*WORK INSTRUCTION*.
Answer these questions using the article on workplace stress below.
1. What physical benefits does getting up frequently during the workday provide?
2. What ways of getting to know people in your office does the article list?
3. When does competition at work cause stress, according to the article?

--- TEXT SEGMENT ---

Suggestions That a Therapist May Make for Decreasing Your Workplace Stress

If you're someone who frequently feels stressed at work, making a commitment to speaking to a therapist on a regular basis is an investment in yourself. Not only will you be healthier emotionally, but you'll also be a better employee—and this can obviously be a good thing for a number of reasons. Workplace stress isn't something that you can simply "switch off," but your therapist can introduce a number of strategies that you can employ in order to make your days at work less stressful. Here are some things that he or she might suggest.

Getting Up More Often

Where your physical health is concerned, taking opportunities to get up frequently throughout the workday allows you to stretch your limbs, reduce back pain, and feel more energized. What you might not know is that getting up can also help to lessen your stress. The longer that you sit at your desk, the more that you can feel stressed about what you're doing. It can sometimes be difficult to push back your chair and take a short walk around the office, but you may find that doing so clears your mind, refocuses you, and pushes your stress away.

Connecting with Your Colleagues

There are some people who show up at work, fulfill their job duties, and then go home. Doing so might make you an asset to your company, but this attitude can also make for a stressful career. The simple fact is that connecting with people around you is good for your emotional health. Your therapist may advocate making a point of getting to know people in your office—for example, you can go out to lunch with them, ask about their lives, and look for common interests that you share. Your workplace stress can easily decrease when you have friends at work.

Being More Collaborative

Competition at work is often a good thing, but when the competition exists between colleagues instead of between a company and another company, it can cause stress. Many people are so competitive that they make enemies in their own workplace. Your therapist will likely talk to you about whether this situation is present in your life. If so, he or she will discuss the value of being more collaborative. This isn't the same thing as making friends with your coworkers. Rather, it's all about working together, helping and accepting help, and acting more like a team.

--- DATA PROVIDED ---

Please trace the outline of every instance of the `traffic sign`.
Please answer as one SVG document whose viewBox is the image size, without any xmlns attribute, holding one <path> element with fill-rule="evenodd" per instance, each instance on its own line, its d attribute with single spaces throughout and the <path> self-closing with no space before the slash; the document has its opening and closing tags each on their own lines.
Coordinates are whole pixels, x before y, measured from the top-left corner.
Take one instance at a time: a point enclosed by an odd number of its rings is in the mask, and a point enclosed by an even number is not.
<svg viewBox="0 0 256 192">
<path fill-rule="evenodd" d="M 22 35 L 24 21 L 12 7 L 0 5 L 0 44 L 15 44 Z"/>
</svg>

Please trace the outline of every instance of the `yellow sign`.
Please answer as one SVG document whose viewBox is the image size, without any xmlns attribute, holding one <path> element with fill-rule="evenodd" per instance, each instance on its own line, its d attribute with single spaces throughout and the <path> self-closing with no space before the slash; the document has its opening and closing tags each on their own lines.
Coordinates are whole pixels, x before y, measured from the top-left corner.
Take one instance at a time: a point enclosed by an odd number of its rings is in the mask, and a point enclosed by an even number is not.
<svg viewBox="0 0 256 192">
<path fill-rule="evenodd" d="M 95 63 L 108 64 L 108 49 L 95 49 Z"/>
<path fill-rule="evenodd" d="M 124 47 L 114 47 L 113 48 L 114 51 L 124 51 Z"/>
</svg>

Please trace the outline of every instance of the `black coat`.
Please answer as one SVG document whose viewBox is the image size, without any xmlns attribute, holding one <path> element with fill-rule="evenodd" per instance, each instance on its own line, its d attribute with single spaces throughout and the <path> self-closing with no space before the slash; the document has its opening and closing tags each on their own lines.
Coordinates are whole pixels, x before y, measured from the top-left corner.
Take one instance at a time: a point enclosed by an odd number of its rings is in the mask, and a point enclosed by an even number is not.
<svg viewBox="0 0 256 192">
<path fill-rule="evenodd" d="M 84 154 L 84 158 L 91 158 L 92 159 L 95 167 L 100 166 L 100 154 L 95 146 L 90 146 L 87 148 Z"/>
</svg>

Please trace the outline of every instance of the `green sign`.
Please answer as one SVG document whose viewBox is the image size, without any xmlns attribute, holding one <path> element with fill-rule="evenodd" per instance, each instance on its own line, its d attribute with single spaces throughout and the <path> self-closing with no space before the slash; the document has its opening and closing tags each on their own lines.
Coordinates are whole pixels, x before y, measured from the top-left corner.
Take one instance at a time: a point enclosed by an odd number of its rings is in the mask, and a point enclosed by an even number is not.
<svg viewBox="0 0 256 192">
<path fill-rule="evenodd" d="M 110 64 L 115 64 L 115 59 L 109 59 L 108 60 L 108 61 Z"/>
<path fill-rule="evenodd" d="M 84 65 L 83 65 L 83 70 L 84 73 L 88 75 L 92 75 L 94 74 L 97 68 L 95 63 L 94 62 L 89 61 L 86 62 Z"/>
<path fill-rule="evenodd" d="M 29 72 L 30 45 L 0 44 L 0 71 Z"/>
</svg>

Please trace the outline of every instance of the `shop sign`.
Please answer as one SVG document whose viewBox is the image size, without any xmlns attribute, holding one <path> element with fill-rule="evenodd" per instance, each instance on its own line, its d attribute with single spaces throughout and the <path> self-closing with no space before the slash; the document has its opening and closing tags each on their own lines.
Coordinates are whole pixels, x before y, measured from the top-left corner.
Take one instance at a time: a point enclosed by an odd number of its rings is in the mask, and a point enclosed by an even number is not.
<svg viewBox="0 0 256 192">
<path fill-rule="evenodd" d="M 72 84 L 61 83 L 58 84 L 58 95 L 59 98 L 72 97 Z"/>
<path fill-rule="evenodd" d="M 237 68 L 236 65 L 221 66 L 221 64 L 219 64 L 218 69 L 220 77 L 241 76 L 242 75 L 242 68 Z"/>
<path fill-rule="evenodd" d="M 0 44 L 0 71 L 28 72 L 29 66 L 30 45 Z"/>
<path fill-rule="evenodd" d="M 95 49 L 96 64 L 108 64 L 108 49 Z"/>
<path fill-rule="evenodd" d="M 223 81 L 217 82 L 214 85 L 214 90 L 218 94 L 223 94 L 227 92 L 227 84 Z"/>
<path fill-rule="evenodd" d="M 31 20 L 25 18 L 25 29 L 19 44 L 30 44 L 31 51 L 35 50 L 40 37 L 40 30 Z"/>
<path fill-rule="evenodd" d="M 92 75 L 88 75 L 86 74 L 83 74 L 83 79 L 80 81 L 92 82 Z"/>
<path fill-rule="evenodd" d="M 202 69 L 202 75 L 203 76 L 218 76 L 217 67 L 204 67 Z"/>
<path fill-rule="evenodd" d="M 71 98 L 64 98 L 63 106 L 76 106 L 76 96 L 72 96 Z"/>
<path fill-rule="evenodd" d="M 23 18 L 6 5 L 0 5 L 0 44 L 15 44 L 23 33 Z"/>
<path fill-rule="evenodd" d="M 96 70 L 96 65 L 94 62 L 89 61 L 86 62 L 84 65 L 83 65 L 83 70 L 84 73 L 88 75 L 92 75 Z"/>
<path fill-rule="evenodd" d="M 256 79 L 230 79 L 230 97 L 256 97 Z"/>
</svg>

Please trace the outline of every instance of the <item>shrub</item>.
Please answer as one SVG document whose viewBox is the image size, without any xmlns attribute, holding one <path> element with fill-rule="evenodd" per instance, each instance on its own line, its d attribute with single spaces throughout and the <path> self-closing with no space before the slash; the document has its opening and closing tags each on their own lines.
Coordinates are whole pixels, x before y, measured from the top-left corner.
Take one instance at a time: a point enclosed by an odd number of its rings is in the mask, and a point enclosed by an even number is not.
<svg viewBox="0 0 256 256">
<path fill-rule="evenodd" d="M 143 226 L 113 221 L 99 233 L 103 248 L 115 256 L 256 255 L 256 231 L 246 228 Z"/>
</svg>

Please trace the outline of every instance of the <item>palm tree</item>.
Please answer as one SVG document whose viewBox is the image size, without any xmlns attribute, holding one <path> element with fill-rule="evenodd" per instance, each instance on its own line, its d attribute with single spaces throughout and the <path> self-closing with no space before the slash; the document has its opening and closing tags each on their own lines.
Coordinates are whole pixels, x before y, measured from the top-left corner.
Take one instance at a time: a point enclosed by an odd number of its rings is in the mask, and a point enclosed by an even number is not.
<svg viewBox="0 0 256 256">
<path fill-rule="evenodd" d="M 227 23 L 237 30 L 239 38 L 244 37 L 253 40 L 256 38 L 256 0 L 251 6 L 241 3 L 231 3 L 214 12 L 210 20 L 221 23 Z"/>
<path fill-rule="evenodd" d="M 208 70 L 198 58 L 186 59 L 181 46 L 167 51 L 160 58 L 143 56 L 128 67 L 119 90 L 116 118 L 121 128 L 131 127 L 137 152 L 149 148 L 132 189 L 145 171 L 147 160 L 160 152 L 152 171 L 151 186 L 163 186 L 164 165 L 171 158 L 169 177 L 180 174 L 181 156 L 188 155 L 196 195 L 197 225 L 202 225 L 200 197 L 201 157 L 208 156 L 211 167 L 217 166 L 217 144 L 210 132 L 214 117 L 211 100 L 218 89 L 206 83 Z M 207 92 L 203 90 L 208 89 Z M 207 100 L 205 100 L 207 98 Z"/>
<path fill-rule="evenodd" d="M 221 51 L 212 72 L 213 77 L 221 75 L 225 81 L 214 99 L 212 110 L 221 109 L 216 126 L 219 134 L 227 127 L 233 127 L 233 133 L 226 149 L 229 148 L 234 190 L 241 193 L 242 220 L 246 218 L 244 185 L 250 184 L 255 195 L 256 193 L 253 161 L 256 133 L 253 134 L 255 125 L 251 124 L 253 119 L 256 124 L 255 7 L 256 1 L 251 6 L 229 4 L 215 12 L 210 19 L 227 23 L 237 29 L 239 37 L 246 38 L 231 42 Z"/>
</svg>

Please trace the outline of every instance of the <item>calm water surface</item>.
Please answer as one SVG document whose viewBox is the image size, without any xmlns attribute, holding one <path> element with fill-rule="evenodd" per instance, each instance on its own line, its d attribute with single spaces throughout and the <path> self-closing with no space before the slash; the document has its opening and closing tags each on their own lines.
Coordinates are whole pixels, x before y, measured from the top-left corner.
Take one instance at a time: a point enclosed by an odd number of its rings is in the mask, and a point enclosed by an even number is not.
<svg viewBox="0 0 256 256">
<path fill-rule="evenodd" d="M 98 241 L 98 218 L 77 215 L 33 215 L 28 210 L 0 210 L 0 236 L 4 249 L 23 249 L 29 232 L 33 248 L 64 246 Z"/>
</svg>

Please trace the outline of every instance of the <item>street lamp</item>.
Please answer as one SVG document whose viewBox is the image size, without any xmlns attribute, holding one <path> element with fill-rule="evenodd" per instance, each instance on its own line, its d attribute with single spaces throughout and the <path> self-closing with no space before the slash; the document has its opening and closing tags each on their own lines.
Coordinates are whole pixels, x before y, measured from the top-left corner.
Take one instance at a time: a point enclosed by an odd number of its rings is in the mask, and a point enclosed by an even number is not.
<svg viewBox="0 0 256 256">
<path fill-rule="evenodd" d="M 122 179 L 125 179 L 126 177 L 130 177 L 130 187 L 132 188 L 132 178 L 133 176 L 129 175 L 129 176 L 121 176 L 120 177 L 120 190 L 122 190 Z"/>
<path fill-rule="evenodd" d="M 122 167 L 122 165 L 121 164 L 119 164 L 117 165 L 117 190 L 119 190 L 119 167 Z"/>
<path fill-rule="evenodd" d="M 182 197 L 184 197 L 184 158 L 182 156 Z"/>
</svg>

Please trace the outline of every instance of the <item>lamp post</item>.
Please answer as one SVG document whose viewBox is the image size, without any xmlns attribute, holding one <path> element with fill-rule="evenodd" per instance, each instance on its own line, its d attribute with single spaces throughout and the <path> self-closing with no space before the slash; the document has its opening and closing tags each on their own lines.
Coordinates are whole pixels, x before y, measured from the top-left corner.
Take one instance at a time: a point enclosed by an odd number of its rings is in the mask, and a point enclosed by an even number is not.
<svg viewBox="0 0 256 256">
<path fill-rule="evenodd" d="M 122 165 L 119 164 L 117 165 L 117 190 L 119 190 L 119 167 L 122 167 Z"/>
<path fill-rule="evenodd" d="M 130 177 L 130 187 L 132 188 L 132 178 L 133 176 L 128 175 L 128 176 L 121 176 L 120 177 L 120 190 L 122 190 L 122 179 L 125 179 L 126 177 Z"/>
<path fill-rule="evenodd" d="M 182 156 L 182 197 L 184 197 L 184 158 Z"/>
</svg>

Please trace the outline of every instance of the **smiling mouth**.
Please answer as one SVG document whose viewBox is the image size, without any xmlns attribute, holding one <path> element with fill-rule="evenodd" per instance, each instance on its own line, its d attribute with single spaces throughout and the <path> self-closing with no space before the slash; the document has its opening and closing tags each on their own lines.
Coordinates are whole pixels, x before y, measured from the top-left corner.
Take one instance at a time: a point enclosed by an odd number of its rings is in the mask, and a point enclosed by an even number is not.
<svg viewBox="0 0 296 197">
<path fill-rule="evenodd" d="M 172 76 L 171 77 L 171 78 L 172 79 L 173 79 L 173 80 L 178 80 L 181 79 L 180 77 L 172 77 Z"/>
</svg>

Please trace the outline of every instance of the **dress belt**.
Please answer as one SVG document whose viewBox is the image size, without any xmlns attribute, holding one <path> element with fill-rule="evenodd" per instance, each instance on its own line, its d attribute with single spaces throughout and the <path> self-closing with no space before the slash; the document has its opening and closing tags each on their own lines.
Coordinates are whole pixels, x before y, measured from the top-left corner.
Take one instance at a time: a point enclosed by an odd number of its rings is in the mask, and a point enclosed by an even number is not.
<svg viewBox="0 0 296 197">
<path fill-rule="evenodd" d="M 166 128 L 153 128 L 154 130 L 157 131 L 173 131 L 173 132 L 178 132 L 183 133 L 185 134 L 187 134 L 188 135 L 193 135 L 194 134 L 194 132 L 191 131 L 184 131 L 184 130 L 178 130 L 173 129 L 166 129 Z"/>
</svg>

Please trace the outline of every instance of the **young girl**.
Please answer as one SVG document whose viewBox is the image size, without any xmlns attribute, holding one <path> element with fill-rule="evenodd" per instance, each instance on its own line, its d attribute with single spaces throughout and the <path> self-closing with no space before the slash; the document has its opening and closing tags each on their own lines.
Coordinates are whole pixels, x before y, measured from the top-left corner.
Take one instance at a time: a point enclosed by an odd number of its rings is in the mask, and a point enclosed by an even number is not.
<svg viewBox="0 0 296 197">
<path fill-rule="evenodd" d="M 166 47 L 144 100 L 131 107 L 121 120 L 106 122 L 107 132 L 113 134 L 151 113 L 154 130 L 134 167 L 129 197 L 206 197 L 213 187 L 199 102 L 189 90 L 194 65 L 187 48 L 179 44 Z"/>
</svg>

---

*YOUR SOLUTION*.
1. It lets you stretch your limbs, reduce back pain, and feel more energized.
2. Going out to lunch with them, asking about their lives, and looking for common interests that you share.
3. When the competition exists between colleagues instead of between a company and another company.